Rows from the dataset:
━━━━━━━━

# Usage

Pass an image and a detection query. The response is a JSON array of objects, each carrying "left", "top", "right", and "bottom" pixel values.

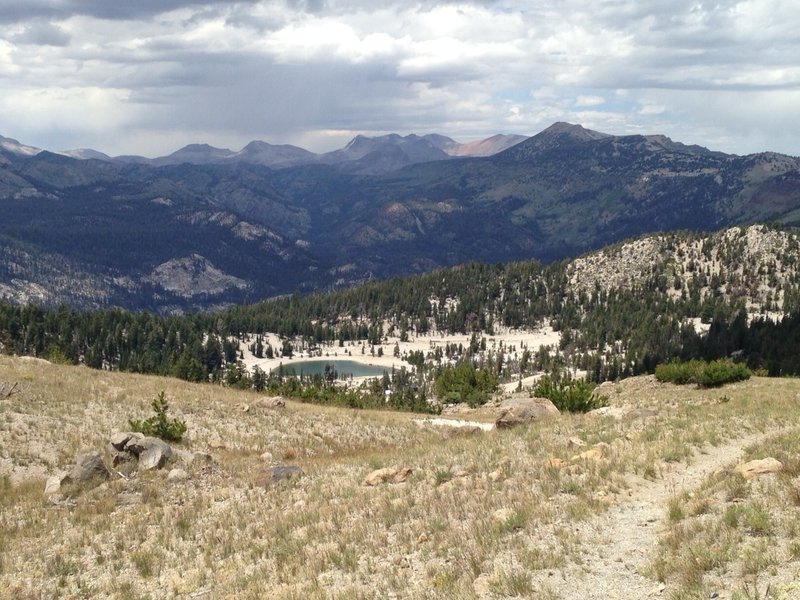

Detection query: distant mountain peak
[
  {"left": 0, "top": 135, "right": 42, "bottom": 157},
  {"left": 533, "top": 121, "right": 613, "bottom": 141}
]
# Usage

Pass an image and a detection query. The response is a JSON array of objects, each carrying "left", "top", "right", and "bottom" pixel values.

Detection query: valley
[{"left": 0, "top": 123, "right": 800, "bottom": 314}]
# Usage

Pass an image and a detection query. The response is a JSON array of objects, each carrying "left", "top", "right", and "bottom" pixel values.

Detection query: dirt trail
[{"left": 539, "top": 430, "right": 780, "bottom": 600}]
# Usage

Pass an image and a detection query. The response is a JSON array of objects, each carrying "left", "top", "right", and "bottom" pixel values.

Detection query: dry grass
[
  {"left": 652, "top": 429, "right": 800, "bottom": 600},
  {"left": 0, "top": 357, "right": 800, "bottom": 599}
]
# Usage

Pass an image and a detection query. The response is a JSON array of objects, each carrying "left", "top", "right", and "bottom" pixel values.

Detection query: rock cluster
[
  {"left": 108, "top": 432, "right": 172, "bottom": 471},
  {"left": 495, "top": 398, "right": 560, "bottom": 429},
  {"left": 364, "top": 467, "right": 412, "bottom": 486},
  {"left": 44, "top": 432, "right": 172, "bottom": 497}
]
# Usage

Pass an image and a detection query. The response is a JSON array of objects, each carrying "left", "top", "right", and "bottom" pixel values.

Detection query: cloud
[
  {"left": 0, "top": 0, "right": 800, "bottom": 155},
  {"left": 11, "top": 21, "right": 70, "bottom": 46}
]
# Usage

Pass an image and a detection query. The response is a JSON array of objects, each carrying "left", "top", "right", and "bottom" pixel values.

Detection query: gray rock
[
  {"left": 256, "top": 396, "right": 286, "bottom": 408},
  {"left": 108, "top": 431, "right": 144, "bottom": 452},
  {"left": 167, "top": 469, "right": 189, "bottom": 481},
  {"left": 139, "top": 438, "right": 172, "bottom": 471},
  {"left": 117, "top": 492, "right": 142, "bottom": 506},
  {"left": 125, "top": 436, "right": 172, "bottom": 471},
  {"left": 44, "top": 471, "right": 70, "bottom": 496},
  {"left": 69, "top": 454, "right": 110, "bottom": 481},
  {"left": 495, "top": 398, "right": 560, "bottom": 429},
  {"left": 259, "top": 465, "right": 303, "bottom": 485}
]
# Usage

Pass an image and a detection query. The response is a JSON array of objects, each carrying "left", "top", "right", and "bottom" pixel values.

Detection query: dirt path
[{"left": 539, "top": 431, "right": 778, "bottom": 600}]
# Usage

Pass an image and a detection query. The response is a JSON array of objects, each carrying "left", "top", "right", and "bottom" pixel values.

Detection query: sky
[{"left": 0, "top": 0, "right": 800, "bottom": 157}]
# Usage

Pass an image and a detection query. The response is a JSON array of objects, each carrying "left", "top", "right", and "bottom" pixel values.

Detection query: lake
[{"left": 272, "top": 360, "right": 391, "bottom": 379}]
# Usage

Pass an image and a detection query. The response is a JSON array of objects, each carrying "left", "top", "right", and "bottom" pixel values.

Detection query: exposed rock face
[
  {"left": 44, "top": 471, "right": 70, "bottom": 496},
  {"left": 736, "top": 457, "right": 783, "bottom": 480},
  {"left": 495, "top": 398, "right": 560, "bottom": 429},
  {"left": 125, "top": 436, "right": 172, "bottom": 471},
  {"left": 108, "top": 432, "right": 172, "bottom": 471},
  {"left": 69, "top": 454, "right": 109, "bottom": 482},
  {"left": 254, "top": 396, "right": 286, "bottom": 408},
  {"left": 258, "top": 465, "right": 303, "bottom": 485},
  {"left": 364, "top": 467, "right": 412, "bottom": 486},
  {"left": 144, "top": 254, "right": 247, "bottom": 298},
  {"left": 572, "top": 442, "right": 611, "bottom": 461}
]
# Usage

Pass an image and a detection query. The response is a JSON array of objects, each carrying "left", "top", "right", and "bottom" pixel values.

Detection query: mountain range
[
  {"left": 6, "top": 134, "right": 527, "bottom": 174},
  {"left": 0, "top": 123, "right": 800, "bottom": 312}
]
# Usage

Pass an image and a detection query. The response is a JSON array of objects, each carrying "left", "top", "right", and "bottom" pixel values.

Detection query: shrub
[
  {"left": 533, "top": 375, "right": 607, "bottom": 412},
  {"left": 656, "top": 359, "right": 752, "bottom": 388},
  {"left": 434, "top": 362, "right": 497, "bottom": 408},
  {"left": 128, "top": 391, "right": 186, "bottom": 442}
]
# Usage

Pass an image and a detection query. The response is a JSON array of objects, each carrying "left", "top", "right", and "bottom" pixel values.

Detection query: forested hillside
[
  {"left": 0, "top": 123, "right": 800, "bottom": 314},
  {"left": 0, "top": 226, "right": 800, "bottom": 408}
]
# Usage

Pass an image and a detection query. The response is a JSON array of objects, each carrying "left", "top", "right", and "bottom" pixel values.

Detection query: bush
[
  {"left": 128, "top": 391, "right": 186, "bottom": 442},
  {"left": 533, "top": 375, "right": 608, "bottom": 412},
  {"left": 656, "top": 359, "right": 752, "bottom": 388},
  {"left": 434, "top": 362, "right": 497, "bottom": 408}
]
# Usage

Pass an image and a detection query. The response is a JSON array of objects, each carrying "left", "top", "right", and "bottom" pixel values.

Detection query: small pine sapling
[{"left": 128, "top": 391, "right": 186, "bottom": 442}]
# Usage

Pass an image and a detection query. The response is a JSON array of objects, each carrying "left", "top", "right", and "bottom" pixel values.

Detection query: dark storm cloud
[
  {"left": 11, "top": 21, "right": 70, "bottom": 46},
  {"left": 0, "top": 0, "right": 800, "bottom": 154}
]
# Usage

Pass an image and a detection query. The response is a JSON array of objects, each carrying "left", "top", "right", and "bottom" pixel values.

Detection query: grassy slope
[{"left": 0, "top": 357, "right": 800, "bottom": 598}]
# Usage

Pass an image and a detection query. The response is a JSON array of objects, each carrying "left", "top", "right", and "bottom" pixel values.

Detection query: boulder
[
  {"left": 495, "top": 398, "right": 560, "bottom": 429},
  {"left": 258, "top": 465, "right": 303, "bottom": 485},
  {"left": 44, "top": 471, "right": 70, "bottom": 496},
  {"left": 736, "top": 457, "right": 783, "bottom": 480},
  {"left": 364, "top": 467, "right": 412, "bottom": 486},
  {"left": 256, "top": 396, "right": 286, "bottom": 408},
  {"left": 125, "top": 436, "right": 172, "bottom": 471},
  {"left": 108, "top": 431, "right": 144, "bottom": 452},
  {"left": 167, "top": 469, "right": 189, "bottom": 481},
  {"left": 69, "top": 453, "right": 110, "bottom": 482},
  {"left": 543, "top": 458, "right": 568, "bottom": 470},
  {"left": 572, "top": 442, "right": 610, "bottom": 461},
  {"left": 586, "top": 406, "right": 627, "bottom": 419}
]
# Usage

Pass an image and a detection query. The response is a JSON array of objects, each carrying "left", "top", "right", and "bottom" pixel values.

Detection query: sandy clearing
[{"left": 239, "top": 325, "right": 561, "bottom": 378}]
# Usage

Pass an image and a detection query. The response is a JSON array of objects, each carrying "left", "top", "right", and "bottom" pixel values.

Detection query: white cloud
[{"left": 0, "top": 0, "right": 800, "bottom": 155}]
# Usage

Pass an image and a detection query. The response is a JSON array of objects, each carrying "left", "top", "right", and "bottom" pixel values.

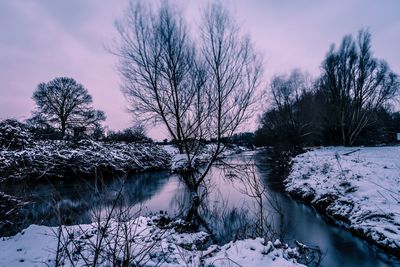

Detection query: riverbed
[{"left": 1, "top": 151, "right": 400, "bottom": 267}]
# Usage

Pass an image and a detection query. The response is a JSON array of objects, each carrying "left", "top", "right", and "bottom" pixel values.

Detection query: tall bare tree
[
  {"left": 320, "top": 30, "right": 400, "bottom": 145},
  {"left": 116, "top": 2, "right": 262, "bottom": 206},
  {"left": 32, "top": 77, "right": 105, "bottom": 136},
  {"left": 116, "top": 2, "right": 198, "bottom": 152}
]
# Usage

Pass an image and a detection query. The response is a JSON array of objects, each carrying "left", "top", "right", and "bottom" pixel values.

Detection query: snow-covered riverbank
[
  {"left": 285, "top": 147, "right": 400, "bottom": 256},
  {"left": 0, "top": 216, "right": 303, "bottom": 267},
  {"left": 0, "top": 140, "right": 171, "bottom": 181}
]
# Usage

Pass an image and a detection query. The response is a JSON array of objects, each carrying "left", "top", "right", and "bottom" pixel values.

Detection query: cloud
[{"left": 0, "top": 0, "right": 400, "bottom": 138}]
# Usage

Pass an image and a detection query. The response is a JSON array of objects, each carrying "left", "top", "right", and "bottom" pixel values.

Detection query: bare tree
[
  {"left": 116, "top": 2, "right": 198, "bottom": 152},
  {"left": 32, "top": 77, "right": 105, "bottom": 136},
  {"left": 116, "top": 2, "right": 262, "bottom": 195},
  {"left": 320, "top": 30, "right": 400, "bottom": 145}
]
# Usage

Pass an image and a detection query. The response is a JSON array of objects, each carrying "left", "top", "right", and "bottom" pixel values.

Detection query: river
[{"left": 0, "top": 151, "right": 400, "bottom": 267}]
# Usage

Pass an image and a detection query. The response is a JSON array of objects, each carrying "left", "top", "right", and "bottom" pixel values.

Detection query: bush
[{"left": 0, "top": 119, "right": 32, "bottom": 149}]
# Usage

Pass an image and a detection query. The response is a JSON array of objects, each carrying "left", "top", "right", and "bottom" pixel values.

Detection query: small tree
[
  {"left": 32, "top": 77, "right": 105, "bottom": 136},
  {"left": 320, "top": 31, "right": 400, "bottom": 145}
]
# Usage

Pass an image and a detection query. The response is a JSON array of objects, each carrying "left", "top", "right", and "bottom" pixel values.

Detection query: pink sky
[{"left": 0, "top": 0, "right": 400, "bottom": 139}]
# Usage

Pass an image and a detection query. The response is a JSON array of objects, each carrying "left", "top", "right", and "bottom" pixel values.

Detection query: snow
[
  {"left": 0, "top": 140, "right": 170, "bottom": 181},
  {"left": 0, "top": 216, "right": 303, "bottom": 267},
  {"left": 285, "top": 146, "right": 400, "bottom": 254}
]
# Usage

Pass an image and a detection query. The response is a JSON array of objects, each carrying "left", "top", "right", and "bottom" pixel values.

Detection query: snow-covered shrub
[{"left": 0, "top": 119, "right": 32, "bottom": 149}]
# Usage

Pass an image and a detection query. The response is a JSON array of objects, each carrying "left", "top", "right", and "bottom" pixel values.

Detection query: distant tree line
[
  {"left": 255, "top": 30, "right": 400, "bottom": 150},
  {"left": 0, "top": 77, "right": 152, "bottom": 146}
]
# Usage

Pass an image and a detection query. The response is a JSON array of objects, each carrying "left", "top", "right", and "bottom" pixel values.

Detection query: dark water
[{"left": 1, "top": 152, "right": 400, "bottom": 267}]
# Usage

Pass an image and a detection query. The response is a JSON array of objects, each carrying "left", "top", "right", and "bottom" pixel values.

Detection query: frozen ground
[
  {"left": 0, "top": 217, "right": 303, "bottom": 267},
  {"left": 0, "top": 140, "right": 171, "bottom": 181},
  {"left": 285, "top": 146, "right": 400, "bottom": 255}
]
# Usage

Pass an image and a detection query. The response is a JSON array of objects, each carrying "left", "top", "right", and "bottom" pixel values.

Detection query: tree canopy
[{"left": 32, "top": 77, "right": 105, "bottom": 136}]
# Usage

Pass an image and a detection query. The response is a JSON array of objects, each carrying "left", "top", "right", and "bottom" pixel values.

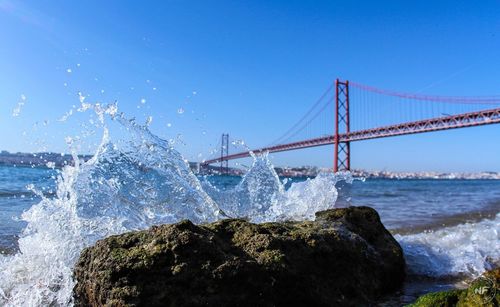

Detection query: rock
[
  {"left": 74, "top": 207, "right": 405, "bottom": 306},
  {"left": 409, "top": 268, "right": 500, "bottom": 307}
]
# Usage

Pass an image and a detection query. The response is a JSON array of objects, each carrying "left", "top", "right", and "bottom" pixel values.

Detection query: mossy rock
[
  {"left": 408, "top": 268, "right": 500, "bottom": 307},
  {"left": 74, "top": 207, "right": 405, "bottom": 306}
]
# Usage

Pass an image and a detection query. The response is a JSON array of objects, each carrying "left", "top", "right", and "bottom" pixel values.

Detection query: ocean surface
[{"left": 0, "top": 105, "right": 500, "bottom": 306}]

━━━━━━━━

- [The task]:
Pull out every line of the records above that contains the string "small", copying each one unchanged.

- [The solution]:
Detection query: small pine sapling
Detection query: small tree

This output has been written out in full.